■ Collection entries
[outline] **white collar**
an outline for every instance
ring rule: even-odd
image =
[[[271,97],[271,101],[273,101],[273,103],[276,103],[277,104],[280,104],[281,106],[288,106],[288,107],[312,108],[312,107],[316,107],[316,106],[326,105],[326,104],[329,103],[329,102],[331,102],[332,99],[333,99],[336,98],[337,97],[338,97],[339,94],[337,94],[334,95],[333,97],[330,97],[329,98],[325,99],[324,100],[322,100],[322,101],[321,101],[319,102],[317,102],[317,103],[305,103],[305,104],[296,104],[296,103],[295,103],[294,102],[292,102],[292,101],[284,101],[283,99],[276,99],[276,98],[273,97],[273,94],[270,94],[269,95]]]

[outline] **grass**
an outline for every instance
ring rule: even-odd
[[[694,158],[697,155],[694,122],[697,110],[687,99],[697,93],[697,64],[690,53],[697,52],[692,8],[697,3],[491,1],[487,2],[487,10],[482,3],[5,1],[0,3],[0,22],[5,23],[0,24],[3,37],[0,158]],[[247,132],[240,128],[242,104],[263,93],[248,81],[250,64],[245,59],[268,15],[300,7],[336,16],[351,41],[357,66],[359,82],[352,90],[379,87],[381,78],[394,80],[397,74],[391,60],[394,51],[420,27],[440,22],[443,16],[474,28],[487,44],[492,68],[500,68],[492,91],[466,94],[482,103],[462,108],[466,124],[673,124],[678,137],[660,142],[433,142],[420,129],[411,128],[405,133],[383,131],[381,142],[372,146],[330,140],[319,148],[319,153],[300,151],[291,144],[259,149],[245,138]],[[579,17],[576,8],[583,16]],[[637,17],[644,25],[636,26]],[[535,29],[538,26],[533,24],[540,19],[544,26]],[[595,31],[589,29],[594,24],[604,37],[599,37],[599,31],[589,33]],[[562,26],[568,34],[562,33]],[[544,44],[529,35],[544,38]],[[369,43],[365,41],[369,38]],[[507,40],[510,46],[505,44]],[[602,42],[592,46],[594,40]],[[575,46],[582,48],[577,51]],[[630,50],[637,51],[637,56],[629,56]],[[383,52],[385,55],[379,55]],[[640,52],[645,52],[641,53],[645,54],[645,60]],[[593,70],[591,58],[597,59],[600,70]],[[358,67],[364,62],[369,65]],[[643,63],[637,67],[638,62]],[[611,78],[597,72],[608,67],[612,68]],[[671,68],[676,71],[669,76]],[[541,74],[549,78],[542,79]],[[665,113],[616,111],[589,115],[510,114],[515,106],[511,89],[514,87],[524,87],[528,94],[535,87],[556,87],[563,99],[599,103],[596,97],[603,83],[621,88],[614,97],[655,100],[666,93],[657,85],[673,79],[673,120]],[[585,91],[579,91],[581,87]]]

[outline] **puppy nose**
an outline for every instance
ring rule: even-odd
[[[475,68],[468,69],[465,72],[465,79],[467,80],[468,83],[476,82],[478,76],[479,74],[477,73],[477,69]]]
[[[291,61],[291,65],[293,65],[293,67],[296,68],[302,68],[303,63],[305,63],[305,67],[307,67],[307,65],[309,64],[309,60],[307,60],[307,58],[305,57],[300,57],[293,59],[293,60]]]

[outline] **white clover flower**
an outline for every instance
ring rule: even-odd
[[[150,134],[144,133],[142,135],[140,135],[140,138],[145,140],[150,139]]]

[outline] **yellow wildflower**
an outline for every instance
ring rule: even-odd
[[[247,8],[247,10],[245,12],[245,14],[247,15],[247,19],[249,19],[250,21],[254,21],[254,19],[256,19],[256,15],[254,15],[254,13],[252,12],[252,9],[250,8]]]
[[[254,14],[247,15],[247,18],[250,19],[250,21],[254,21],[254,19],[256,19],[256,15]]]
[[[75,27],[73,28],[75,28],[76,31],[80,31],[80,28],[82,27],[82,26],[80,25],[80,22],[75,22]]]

■ Aim of the exercise
Copy out all of the material above, line for line, without changing anything.

■ Answer to this task
[outline] **white collar**
an outline for every instance
ring rule: even-odd
image =
[[[271,97],[271,101],[273,101],[273,103],[276,103],[277,104],[280,104],[281,106],[288,106],[288,107],[312,108],[312,107],[316,107],[316,106],[326,105],[326,104],[329,103],[329,102],[331,102],[332,99],[333,99],[336,98],[337,97],[338,97],[339,94],[337,94],[334,95],[333,97],[330,97],[329,98],[325,99],[324,100],[322,100],[322,101],[321,101],[319,102],[317,102],[317,103],[305,103],[305,104],[296,104],[296,103],[295,103],[294,102],[292,102],[292,101],[284,101],[283,99],[276,99],[276,98],[273,97],[273,94],[270,94],[269,95]]]

[outline] **grass**
an outline for every instance
ring rule: even-odd
[[[694,158],[697,155],[694,122],[697,110],[687,99],[697,93],[697,64],[690,53],[697,52],[692,8],[697,3],[491,1],[487,2],[487,10],[482,3],[5,1],[0,3],[0,22],[5,23],[0,24],[3,37],[0,158]],[[247,132],[240,128],[242,104],[263,93],[248,81],[250,64],[245,59],[268,15],[300,7],[336,16],[351,41],[357,66],[359,82],[352,90],[379,87],[381,78],[394,80],[397,74],[391,60],[394,51],[420,27],[440,22],[443,16],[474,28],[487,44],[492,68],[500,68],[492,91],[466,94],[482,103],[462,108],[466,124],[673,124],[678,137],[660,142],[433,142],[420,129],[411,128],[405,133],[383,131],[381,142],[372,146],[330,140],[319,148],[319,153],[300,151],[291,144],[259,149],[245,138]],[[579,17],[576,8],[583,16]],[[637,17],[644,25],[636,26]],[[535,29],[538,26],[533,24],[540,19],[544,26]],[[595,31],[589,29],[594,24],[604,37],[599,37],[599,31],[589,33]],[[562,26],[568,34],[562,33]],[[544,44],[529,35],[544,38]],[[369,43],[365,41],[369,38]],[[507,40],[510,46],[505,44]],[[602,42],[592,46],[594,40]],[[575,46],[582,48],[577,51]],[[630,50],[637,51],[637,56],[629,56]],[[383,52],[385,55],[379,55]],[[640,52],[645,52],[641,53],[645,54],[645,60]],[[593,70],[591,58],[597,59],[600,70]],[[358,67],[364,62],[369,65]],[[643,63],[637,67],[638,62]],[[611,78],[597,72],[608,67],[612,68]],[[671,68],[676,71],[669,76]],[[541,74],[549,78],[542,79]],[[665,113],[616,111],[589,115],[510,114],[515,106],[511,89],[514,87],[524,87],[528,94],[535,87],[556,87],[563,99],[599,103],[596,97],[603,83],[621,88],[614,97],[655,100],[666,93],[657,85],[673,79],[673,120]],[[585,91],[579,91],[581,87]]]

[outline] **puppy nose**
an outline for every instance
ring rule: even-odd
[[[475,68],[468,69],[465,72],[465,79],[467,80],[468,83],[476,82],[478,76],[479,74],[477,73],[477,69]]]
[[[291,61],[291,65],[293,65],[293,67],[296,68],[302,68],[303,63],[305,63],[305,67],[307,67],[307,65],[309,64],[309,60],[307,60],[307,58],[305,57],[300,57],[293,59],[293,60]]]

[outline] **white clover flower**
an outline for every instance
ring rule: even-odd
[[[150,134],[144,133],[142,135],[140,135],[140,138],[145,140],[150,139]]]

[outline] **yellow wildflower**
an outline for every instance
ring rule: even-odd
[[[247,8],[247,10],[245,12],[245,14],[247,15],[247,19],[249,19],[250,21],[254,21],[254,19],[256,19],[256,15],[254,15],[254,13],[252,12],[252,9],[250,8]]]
[[[254,14],[247,15],[247,18],[250,19],[250,21],[254,21],[254,19],[256,19],[256,15]]]
[[[75,27],[73,28],[75,28],[76,31],[80,31],[80,28],[82,27],[82,26],[80,25],[80,22],[75,22]]]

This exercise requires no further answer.